* [Text provided]

Do we truly care about the limits of machine arithmetic? Maybe, maybe not. For sake of this little example, we might not. If we were verifying software to control the flight dynamics of a space shuttle, maybe we would. The Coq standard library does contain a module 31-bit integers and operators on them, which we could use if we wanted to precisely model what would happen on a particular architecture.

Verification of Data Structures

We've now seen how to verify individual functions. But what about a collection of related functions, e.g., a data structure? Now we must be concerned with not just the individual functions, but also how they interact. For example, we expect push and peek to interact in certain ways with a stack, or hd and cons with a list:
  • peek (push x s) = x
  • hd (h :: t) = h
We can specify the behavior of a data structure by writing down equations like those. This style of specification is called algebraic specification.
When we discussed testing earlier in the semester, we categorized the operations of a data structure whose representation type is t into
  • creators, which create values of type t from scratch,
  • producers, which take values of type t as input and return values of type t as output, and
  • observers, which take values of type t as input and return values of some other type as output.
With algebraic specification, we want to write down equations that characterize all the possible interactions between creators, producers, and observers.

Algebraic Specification of Lists

As an example, let's write an algebraic specification of lists, then verify the correctness of Coq's list implementation with respect to that specification.
Our only creator will be nil. The producers will be ::, ++, and tl. The observers will be hd and length. The hd operation will take an extra argument compared to OCaml's hd operation, which will be a "default" value to return if the list is empty. We could, of course, include other producers and observers in our specification, such as map or mem, but the ones we have chosen are enough for this example.

(Photo-based point labeling data)
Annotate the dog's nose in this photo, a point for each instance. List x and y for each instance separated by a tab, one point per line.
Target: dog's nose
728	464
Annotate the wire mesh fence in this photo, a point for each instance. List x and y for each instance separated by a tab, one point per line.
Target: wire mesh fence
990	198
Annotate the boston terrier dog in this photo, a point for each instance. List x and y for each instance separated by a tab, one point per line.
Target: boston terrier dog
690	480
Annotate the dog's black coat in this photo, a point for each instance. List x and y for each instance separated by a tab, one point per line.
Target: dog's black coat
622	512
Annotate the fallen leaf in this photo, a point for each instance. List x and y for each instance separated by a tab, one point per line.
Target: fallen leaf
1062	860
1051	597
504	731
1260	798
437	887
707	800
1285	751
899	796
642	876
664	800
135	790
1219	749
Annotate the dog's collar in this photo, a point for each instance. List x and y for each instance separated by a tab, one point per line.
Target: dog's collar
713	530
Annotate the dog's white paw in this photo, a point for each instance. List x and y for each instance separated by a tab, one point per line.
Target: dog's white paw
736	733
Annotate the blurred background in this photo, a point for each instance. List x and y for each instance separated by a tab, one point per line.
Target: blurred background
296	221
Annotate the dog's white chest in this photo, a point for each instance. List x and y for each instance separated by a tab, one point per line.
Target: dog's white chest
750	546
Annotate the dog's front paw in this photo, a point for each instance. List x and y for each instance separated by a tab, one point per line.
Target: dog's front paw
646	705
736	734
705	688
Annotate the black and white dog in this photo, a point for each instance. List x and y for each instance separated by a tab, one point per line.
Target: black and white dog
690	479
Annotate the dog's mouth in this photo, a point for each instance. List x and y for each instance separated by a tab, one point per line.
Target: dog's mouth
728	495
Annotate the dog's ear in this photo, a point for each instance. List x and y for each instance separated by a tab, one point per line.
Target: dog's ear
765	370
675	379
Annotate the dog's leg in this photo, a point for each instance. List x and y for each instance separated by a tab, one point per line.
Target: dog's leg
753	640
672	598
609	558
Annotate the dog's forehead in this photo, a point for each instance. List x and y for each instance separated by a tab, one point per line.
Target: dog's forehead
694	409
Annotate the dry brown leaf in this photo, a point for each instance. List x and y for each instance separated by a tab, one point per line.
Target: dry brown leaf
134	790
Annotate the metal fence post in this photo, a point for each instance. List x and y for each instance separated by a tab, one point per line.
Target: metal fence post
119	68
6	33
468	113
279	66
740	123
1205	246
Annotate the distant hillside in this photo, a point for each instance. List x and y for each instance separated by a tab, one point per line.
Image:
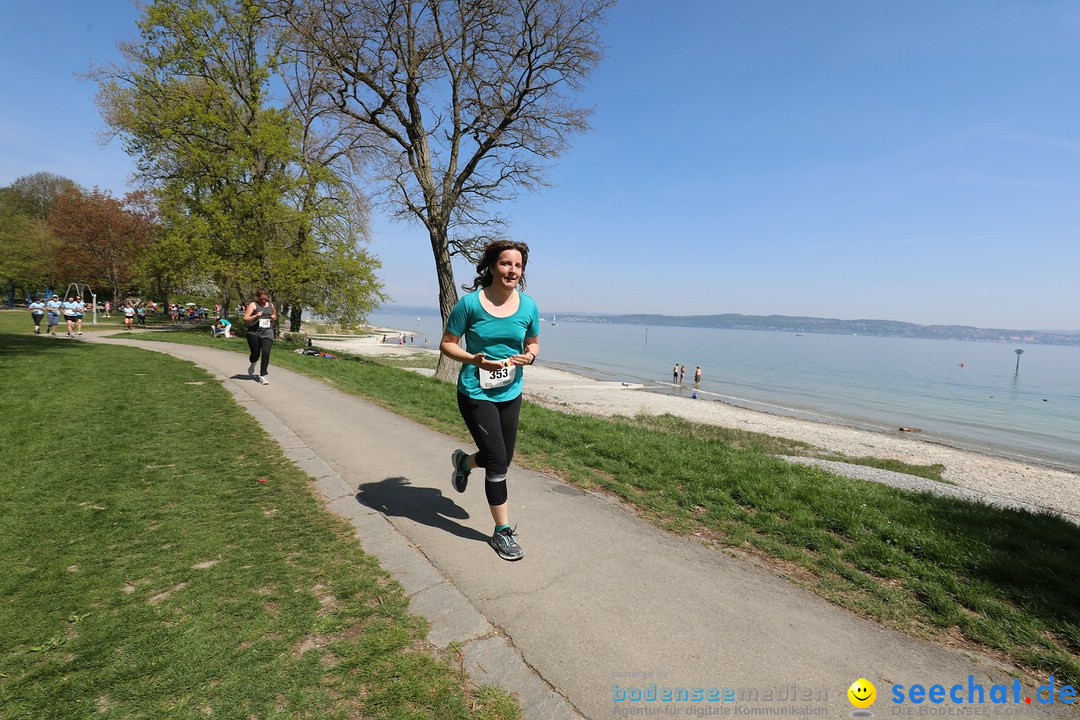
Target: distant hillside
833	326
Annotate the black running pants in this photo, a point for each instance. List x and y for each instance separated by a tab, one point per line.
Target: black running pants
259	345
494	428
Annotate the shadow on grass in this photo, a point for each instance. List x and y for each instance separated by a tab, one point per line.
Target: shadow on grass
35	344
396	497
1030	558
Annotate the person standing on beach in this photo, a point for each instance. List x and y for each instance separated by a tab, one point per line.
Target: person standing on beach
500	325
259	317
37	312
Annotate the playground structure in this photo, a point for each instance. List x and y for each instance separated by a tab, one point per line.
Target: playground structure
82	289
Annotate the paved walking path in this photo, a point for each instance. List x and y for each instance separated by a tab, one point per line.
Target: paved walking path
602	602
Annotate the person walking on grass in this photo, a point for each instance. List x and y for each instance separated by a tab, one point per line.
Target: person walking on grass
37	312
53	308
69	312
500	326
259	317
80	311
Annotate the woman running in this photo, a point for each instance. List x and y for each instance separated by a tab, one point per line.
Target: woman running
259	318
37	311
500	326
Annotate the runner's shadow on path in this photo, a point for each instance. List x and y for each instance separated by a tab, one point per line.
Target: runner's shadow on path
397	498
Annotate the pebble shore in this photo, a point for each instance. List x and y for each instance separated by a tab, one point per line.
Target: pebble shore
994	479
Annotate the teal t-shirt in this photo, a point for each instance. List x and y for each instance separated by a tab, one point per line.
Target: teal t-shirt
498	338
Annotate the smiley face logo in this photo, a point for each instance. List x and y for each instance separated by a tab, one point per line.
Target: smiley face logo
862	693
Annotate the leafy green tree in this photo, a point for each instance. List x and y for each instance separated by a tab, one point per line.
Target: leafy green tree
26	247
463	102
235	190
36	194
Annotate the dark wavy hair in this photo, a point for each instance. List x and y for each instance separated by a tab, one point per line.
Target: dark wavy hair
491	253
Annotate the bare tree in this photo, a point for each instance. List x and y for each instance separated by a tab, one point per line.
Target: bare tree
469	99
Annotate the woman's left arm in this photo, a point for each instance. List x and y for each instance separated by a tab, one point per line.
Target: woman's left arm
529	354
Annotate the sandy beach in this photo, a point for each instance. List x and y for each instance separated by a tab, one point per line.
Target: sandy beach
985	474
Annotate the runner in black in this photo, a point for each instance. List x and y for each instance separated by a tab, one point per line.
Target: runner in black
259	317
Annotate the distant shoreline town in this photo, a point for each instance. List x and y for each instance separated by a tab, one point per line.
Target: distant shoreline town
833	326
888	328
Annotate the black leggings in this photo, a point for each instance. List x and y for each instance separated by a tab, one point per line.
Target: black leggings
257	345
494	428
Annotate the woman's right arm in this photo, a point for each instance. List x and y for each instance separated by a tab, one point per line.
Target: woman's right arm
451	348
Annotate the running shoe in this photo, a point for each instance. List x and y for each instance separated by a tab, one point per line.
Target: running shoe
504	544
460	476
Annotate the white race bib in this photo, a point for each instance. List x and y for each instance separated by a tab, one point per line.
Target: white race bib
500	378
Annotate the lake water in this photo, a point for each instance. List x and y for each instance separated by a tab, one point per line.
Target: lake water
967	394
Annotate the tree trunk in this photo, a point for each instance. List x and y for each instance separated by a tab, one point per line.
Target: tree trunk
446	369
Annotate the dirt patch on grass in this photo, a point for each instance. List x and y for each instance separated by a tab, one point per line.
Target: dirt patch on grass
161	597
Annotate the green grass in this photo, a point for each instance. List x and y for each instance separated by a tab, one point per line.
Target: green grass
934	567
147	572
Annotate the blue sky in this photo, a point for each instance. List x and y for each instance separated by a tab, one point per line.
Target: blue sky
908	160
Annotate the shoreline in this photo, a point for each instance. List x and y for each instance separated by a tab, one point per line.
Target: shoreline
1026	480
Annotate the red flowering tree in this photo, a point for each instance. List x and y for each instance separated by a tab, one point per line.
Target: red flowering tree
100	239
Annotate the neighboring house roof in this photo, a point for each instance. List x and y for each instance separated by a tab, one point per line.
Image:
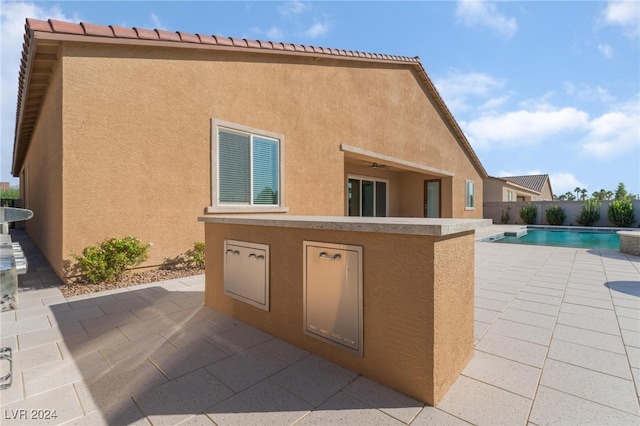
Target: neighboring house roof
35	68
532	182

* [Required task] Write out the stretch of the text on verifying data structures from "With algebraic specification, we" through "to that specification.", switching "verify" to "prove".

* [Response to the task]
With algebraic specification, we want to write down equations that characterize all the possible interactions between creators, producers, and observers.

Algebraic Specification of Lists

As an example, let's write an algebraic specification of lists, then prove the correctness of Coq's list implementation with respect to that specification.